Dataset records
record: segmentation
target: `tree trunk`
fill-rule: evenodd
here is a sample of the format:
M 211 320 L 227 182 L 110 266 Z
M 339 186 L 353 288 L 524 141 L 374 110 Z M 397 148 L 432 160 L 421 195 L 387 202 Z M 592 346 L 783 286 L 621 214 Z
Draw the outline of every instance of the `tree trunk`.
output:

» **Short task**
Quote every line of the records above without any change.

» **Full answer**
record: segmentation
target: `tree trunk`
fill-rule: evenodd
here is a sample of the format:
M 211 320 L 227 182 L 110 266 Z
M 339 186 L 353 288 L 524 141 L 374 110 Z M 397 148 L 432 160 L 421 195 L 387 202 Z M 592 346 L 783 286 L 621 214 Z
Draw the outline of every instance of the `tree trunk`.
output:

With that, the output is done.